**Task to complete**. Copy everything from the line containing "it: point(519, 328)." down to the end of the material, keeping every line, and shift each coordinate in the answers by -83.

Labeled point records
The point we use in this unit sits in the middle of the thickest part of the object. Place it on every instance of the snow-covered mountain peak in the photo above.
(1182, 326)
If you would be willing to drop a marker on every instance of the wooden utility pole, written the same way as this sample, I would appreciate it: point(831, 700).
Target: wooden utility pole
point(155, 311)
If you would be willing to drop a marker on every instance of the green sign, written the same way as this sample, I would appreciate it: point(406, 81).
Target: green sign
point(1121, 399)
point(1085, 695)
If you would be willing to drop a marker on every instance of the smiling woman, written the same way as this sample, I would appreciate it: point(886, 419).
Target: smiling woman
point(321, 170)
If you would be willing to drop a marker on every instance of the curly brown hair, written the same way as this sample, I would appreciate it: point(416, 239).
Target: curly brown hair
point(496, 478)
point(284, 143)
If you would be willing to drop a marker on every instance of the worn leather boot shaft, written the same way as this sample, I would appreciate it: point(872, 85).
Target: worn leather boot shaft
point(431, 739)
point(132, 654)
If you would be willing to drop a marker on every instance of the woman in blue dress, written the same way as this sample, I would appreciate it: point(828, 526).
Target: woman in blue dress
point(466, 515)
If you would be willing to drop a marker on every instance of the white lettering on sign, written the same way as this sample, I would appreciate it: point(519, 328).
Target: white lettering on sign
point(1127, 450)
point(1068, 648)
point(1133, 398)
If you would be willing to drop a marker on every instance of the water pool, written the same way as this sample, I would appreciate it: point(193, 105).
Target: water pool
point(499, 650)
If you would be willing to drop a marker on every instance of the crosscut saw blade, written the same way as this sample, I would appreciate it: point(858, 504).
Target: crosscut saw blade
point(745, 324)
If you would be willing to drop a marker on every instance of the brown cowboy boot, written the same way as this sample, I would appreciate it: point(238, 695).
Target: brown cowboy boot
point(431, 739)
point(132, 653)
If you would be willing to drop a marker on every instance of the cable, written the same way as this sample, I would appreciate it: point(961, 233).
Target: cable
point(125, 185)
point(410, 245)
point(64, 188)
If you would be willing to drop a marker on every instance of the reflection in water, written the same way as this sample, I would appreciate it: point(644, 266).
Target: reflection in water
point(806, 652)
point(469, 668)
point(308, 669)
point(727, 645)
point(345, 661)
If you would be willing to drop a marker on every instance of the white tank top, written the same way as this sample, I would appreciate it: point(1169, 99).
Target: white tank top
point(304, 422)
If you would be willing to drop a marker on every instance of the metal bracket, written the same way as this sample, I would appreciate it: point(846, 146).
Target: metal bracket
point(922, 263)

**Exercise output**.
If you would be willing to drop a marker on every instance of the white lettering on sign, written the same way as this sample, I would appreciate it: point(519, 328).
Target: white lettering on sign
point(1044, 367)
point(985, 565)
point(1050, 315)
If you would be willing to drop a marker on every instance of the water pool, written the same way as this sample, I would appreciate it: point(193, 105).
Target: water pool
point(416, 567)
If you would be willing to drop a marker on every instance of the crosscut saw blade, written the same way as this sample, I would appreciate it: point(858, 504).
Target: crosscut saw blade
point(662, 241)
If you would be willing to drop a marker on every instance of the brown cowboy boot, written the same way as this sample, I would appreciate it: point(238, 695).
Target: brown cowboy boot
point(348, 656)
point(49, 570)
If you would be willing to drop a marker on every instance of the cable, written the same way as this sample, I would appreciate it: point(961, 233).
Target: cable
point(42, 102)
point(327, 162)
point(-19, 105)
If you would be willing to drop a marker on every instance of the reflection in water, written the same way as this sample, I would appreciate it: point(644, 266).
Target: reflection in water
point(723, 569)
point(386, 585)
point(225, 586)
point(644, 562)
point(262, 578)
If you would be willing to drop a marker on every instance of the white tank top, written the same way as this sample, I would appreciate it: point(1169, 99).
Target: white tank top
point(221, 339)
If you would be willing to drop a marker on every instance of the metal bracket, written the same way as this sample, I would appreciate it: point(846, 146).
Target: metal bracket
point(839, 180)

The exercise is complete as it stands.